# Exercise:
Send back all the data below, exactly as given.
━━━━━━━━━━━━━━━━━━━━━━━━━━━━━━
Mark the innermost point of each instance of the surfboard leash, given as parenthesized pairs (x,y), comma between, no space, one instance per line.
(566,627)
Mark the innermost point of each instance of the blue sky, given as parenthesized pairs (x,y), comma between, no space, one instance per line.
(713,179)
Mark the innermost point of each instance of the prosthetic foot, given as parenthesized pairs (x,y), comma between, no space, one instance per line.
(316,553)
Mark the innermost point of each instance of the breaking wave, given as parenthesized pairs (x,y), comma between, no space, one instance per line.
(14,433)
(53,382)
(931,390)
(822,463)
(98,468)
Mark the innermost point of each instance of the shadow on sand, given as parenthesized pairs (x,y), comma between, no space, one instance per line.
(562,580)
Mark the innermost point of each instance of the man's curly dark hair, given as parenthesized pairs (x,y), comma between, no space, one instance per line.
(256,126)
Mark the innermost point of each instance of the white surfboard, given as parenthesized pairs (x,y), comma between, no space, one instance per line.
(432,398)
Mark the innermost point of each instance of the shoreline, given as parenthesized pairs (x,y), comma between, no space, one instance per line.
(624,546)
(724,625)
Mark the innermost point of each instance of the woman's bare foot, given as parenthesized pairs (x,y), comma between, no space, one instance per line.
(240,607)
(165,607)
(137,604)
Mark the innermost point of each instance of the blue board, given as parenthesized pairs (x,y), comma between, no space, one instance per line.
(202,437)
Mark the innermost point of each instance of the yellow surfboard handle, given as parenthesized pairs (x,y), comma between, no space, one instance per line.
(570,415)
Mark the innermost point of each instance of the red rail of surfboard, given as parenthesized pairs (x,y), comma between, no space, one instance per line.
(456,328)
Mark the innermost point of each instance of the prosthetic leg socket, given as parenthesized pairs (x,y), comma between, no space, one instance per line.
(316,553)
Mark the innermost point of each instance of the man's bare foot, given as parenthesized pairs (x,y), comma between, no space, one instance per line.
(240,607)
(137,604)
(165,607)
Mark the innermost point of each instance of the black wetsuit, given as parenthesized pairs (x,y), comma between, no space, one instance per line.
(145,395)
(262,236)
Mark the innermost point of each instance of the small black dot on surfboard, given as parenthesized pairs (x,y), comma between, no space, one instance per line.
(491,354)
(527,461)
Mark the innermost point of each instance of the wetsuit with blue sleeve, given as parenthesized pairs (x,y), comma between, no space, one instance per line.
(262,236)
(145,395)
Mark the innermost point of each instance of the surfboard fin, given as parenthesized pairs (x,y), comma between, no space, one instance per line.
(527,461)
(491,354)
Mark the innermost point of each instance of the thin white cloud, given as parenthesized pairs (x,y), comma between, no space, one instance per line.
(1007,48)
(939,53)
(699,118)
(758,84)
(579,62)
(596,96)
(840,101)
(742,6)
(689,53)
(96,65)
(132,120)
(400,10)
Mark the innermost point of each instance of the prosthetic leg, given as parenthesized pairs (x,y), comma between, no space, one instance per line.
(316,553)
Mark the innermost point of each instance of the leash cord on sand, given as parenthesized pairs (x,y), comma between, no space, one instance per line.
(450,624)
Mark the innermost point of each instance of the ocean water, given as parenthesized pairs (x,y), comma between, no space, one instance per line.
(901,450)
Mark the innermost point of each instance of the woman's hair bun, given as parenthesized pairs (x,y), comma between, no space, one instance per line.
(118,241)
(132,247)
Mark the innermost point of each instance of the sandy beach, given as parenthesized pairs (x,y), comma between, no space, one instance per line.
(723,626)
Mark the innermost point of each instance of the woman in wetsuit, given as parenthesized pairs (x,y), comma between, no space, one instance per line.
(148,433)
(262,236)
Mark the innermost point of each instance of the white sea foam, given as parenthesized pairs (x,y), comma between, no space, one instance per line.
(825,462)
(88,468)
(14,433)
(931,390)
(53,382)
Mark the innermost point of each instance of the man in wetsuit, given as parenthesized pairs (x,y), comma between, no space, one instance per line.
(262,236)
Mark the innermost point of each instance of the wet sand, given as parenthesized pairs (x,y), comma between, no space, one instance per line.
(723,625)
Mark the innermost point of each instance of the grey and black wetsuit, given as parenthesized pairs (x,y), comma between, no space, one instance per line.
━━━━━━━━━━━━━━━━━━━━━━━━━━━━━━
# Full response:
Mark the innermost point of each instance of the surfboard leash, given as parenthesized pairs (x,y), comma between, no space, one instance per line.
(566,627)
Mark the innermost point of each instance of the blue sky, given as parenthesized pairs (x,y), comma between, no space, one instance per line.
(713,179)
Mark the innermost point of each instance of the prosthetic foot, given as parenthesized pairs (x,y), comma between, no space, one instance per line.
(316,553)
Mark the innermost point of each instance of the breaking wave, given as parenthesized pairs (x,y), comma between, no space, one instance per line.
(14,433)
(53,382)
(931,390)
(822,463)
(98,468)
Mark the innermost point of each instance of the shadow on sand, given as parenthesized pairs (x,y), comma between, no space, one instance per line.
(562,580)
Mark the innermost point of each instance of the man's curly dark hair, given as parenthesized pairs (x,y), comma between, no space, one instance per line.
(256,126)
Mark the innermost point of each instance of the white surfboard, given as parenthesized pairs (x,y), comma between, no space, one instance per line.
(432,398)
Mark the innermost point of each instance of the shoreline, given as parenthesized pairs (x,y), comma between, no space, one instance per line.
(624,546)
(724,625)
Mark the innermost point of each instance of the woman's bare foot, given as parenthesized pairs (x,y), comma between, no space, one instance per line.
(240,607)
(165,607)
(137,604)
Mark the innermost point of each instance of the blue board, given as parenthesized pairs (x,y), comma between, no space, one instance per line.
(202,437)
Mark the innermost point of each instance of the yellow surfboard handle, given as parenthesized pairs (x,y), comma between, no space, one instance per line.
(570,415)
Mark the innermost point of each instance of the red rail of surfboard, given as parenthesized pairs (x,y), comma between, no space, one instance per line.
(456,328)
Mark the innermost point of each instance of the prosthetic leg socket, given as parenthesized pairs (x,y), comma between, no space, one instance per line.
(316,553)
Mark the innermost point of each instance of the man's bare foot, given as parenthesized pairs (x,y), comma between, no space, one instance per line.
(240,607)
(137,604)
(165,607)
Mark the innermost point of each instance of the black wetsuit, given as parenthesized pairs (x,y), comma between, no space, one instance per line.
(145,395)
(262,236)
Mark the innermost point of each instance of the small black dot on surfboard, given as parenthesized pairs (x,y), comma between, no space, one instance per line.
(491,354)
(527,461)
Mark the innermost point of each instance of the wetsuit with blue sleeve, given as parenthesized pairs (x,y), comma between, no space, one instance per line.
(262,236)
(145,395)
Mark the innermost point of each instance of the surfboard fin, given as parenthesized pairs (x,y), comma between, no space, one instance per line.
(527,461)
(491,354)
Mark the innermost point of each instance of the thin white cloud, given as parenthesized pairs (x,y), comma between, no space, one instance per line.
(1007,48)
(939,53)
(699,118)
(758,84)
(579,62)
(596,96)
(840,101)
(742,6)
(689,53)
(96,65)
(132,120)
(400,10)
Mark the innermost point of each instance of the prosthetic leg, given as parenthesized pairs (x,y), comma between, no space, one instance per line.
(316,553)
Mark the innermost point of each instance of the leash cord on sand, given as parenthesized pairs (x,y), comma between, no space, one instance per line.
(450,624)
Mark the innermost point of each instance of the ocean water, given as parenthesized pairs (x,y), comma between, no space, one instance per line.
(901,450)
Mark the innermost point of each instance of the woman's hair bun, given as parenthesized pairs (x,y), comma between, no space, one instance per line.
(118,241)
(132,247)
Mark the innermost point of each instance of the sandy beach, given as parenthesized pairs (x,y), comma between, no space, one instance per line.
(723,626)
Mark the innermost point of each instance of the woman in wetsuit, given as parenthesized pairs (x,y), comma between, no space, one instance per line.
(148,433)
(262,236)
Mark the innermost point of each instance of the white sea foam, given as parenthesized pairs (x,y), comma between, no space, one instance per line.
(825,462)
(88,468)
(14,433)
(931,390)
(53,382)
Mark the innermost point of each instance of the man in wetsuit, given as parenthesized pairs (x,y), comma between, no space, one instance per line.
(262,236)
Mark the innermost point of each instance of the wet sand, given as parenthesized pairs (x,y), comma between, no space, one instance per line.
(723,625)
Mark the innermost point of each instance of the grey and black wetsuit, given as parenthesized pairs (x,y), comma between, no space, one instance per line.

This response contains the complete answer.